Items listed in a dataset
—————
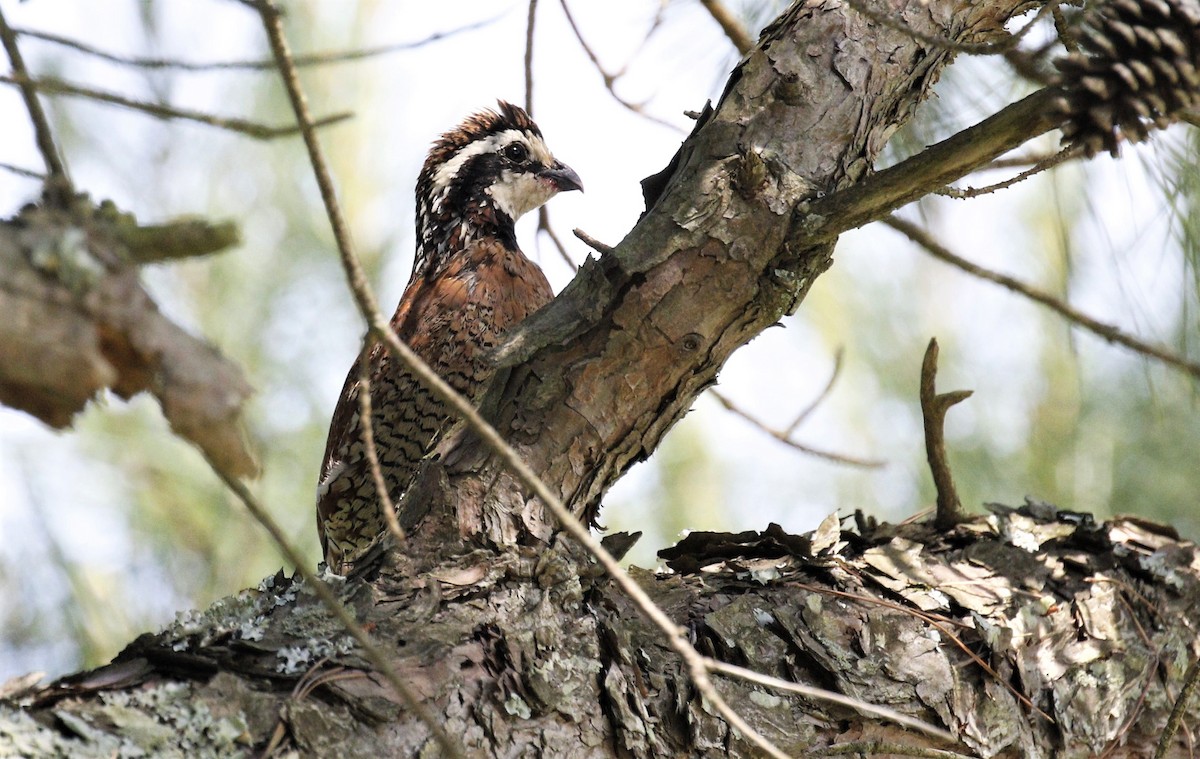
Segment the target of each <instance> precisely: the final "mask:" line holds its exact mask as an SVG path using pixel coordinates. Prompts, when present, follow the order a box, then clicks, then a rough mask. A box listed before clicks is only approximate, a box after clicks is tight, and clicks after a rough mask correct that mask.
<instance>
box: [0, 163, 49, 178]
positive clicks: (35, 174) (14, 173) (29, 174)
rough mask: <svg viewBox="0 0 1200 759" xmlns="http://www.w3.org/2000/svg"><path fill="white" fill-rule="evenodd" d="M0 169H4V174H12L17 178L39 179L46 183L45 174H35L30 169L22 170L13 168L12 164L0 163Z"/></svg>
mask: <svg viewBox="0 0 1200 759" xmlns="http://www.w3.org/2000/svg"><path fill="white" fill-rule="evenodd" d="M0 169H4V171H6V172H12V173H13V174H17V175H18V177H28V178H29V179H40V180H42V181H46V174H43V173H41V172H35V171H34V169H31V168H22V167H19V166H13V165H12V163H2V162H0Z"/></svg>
—————
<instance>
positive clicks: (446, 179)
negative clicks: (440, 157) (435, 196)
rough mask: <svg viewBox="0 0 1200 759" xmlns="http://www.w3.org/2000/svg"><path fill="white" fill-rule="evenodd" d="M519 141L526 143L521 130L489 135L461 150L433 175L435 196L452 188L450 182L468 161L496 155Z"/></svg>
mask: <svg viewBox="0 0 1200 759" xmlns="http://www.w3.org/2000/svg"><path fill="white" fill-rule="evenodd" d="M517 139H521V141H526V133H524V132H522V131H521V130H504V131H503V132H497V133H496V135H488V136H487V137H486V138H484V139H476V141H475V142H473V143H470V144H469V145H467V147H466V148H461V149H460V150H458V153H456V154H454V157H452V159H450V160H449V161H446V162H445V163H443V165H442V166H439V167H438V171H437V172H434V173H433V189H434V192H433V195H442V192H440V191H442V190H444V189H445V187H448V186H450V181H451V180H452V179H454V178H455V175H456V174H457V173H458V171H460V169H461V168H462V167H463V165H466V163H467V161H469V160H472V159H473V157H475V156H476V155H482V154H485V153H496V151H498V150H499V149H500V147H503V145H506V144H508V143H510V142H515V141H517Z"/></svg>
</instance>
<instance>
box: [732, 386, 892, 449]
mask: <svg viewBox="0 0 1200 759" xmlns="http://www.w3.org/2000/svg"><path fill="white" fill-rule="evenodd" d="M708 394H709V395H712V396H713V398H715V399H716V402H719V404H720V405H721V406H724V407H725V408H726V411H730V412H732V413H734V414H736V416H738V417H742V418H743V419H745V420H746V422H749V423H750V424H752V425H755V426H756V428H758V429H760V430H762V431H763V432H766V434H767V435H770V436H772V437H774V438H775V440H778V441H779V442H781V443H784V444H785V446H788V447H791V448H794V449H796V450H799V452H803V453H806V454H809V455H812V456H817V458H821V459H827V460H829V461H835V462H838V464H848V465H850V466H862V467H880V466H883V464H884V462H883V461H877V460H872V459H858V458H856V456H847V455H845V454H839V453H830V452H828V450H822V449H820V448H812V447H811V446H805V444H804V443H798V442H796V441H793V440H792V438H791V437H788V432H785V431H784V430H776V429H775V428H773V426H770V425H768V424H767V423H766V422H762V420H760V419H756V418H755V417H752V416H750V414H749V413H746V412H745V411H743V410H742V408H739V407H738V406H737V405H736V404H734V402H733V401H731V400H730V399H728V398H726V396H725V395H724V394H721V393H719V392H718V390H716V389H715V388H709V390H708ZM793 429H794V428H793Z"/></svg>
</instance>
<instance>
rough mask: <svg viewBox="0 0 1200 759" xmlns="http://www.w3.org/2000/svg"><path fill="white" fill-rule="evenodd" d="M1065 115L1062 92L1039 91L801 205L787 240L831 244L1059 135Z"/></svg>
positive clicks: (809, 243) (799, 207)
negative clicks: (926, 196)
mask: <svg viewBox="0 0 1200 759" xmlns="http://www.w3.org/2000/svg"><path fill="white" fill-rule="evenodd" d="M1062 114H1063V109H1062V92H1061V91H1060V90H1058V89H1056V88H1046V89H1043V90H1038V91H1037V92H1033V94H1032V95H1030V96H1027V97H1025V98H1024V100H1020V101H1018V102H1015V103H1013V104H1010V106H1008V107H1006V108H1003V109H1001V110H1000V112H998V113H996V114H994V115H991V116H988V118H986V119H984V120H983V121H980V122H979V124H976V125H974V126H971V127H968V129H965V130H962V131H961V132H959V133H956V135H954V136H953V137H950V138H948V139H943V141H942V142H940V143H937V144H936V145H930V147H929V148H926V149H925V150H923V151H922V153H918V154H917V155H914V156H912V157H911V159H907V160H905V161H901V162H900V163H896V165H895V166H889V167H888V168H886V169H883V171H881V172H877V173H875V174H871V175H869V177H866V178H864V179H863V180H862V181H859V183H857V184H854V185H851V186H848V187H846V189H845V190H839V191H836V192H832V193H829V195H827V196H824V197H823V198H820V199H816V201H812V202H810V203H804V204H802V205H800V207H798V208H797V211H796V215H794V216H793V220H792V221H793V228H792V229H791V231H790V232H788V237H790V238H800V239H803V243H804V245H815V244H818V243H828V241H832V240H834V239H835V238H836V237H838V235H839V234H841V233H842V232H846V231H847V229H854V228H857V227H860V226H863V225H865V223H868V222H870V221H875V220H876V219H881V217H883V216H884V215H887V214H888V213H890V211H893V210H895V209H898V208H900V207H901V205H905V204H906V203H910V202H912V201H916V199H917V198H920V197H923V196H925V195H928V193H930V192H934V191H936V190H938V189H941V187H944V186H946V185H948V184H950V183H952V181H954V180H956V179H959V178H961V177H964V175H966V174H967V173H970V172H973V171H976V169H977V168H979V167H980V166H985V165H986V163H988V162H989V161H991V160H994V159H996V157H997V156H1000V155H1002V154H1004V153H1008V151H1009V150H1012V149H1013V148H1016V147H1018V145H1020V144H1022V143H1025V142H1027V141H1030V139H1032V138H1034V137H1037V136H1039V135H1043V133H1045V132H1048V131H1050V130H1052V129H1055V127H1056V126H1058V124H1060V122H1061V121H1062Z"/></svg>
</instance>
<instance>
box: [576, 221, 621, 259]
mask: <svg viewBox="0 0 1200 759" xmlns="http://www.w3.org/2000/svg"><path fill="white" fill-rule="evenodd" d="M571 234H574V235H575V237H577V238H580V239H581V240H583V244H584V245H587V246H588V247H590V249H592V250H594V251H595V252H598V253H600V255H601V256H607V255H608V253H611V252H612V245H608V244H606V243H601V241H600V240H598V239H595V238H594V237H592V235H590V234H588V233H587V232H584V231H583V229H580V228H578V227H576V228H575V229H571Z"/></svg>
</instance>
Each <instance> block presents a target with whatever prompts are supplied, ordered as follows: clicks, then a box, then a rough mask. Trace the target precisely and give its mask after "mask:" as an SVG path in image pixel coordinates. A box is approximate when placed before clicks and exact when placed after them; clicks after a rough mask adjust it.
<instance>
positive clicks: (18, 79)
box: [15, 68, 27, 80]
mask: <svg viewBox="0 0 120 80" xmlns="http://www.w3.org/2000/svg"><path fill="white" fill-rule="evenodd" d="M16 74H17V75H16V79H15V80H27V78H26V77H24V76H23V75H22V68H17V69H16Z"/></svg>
—————
§ **Assigned task**
Please retype the lines above, starting with the line containing "Segment the target" and continuing through the line containing "positive clicks: (35, 174)", with both of those lines included.

§ **Solution for this task**
Segment the target of each <instance> precisely: the final "mask:" line holds its exact mask as an SVG path using pixel coordinates. Prompts, when present, follow the order a box, then clicks, then a rough mask. A box listed before clicks is only approximate, a box after clicks is tight, and clicks after a rough mask correct that mask.
<instance>
box: [0, 163, 49, 178]
positive clicks: (35, 174) (14, 173) (29, 174)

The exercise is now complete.